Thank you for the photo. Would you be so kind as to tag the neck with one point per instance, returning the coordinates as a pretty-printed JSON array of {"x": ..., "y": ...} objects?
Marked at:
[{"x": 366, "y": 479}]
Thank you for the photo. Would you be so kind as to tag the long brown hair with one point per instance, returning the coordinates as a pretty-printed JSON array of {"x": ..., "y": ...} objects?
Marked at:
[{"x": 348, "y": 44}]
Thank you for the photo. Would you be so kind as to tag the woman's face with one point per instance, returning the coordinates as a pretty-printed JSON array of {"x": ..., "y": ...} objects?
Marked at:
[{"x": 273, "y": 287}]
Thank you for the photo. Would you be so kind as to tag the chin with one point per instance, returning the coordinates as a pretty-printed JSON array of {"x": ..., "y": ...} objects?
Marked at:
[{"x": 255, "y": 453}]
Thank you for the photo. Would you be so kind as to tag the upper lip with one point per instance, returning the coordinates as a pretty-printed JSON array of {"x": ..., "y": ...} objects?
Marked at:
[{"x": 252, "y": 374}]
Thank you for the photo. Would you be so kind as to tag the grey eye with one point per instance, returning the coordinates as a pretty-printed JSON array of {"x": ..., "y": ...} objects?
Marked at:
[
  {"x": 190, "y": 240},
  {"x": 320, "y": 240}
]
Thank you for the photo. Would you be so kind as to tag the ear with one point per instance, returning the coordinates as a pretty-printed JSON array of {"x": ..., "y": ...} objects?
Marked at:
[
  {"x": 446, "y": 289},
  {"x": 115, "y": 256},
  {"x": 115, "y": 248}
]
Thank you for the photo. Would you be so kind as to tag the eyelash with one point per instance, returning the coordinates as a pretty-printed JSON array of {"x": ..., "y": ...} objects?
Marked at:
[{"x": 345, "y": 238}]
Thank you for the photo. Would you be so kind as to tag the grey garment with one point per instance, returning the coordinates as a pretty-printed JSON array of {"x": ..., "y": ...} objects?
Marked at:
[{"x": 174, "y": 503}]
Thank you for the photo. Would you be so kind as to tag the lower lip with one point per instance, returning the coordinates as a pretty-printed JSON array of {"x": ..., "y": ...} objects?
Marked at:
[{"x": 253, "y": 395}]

- **EXERCISE BRIEF**
Write out only what runs from the line holding "tag the eyelash" through the last line of the records, exactly as shown.

- **EXERCISE OUTPUT**
Thank you for the photo. Would you be so kind as to tag the eyelash with one point per instance, returning the coordinates as a pretty-printed JSON array of {"x": ..., "y": ...} objects?
Marked at:
[{"x": 345, "y": 238}]
Thank you for the photo. Would you be so kind as to tag the grey garment with one point per instance, returning the coordinates as a pretty-printed JSON array of {"x": ..., "y": ...} objects?
Marked at:
[{"x": 174, "y": 503}]
Thank you for the photo. Would you be so kind as to tag the lower lip with one point per instance, returning the coordinates as a pretty-printed JSON array of {"x": ..., "y": ...} objects?
Marked at:
[{"x": 253, "y": 395}]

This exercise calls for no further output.